[Document section Boundary: Start]

Friday, September 5, 2014

Screw you, FDA

I was visiting a hospital a little while ago chatting with random people and someone who used to work for the FDA was there and talking with me about why he left. I won't go into why he left other than politics, not getting valuable experience, judging medical devices while he actually didn't have any experience in designing them, etc.  He's in the med device industry and we were whining about his former employer. Fun times. 

Then something came up today. A device that I've taken to two countries with tremendous success on terminal patients got outright rejected here in the US for really stupid reasons. The kind of reasons that seem to be a combination of politics and dumb reviewers. I know some of those at the FDA have experience in medical device design, but 90% of the comments are either: you need to prove this totally inert material is safe, or you need to do tons more animal studies. I can see how small companies have no damn chance to get their devices out to save lives since my GLP animals are $8k each.

[Document section Boundary: End]
[Given records Boundary: Start]

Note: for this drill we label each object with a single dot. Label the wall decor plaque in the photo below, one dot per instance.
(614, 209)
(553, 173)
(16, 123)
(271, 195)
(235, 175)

[Given records Boundary: End]

◆ What to do:
A – According to the blog post about the FDA, what does each of the author's GLP animals cost?
B – Rewrite the blog post about the FDA between "Then something came" and "are $8k each.", inclusive, replacing "reviewers" with "evaluators".
C – Continue the blog post about the FDA from its final sentence.
The material is not needed for any of these tasks.

◆ Results:
A – Each GLP animal costs $8k.

B –
Then something came up today. A device that I've taken to two countries with tremendous success on terminal patients got outright rejected here in the US for really stupid reasons. The kind of reasons that seem to be a combination of politics and dumb evaluators. I know some of those at the FDA have experience in medical device design, but 90% of the comments are either: you need to prove this totally inert material is safe, or you need to do tons more animal studies. I can see how small companies have no damn chance to get their devices out to save lives since my GLP animals are $8k each.

C –
This device has already been proven safe in people in other countries and the beaurocracy really pisses me off. I would far prefer my tax dollars were spent on education and training people in universities in how real medical devices are actually designed, a better understanding of the diseases so disease-targetted devices are better judged, and better biomaterial sciences...actually just all better education. When patients are traveling to Euro to get a treatment because the FDA can't get their crap together, it breaks my heart.  The government is not helping its citizens here. The FDA is hurting them.  

I have a treatment that has been working for a while in Euro. It's my first treatment that has cured 100% with 0% complication (after 6 months....).  If my family has this disease, with the next best option a highly invasive surgery with ~60% efficacy (6 month follow-up), I would have to fly them overseas and pay doctors in another country to get better success.  I've heard stories of companies faltering because of the beaurocratic mess that is the FDA. Companies with great treatments. And then there's the cost partly because of the FDA. I've been given the opportunity to target low-incidence disease in my work because of how much capital my company has, but most companies will not because the cost to get a device or drug to market is so high that you have to target high-incidence to get your investment back. I don't know a way to fix this, but I'm certain there's got to be a way.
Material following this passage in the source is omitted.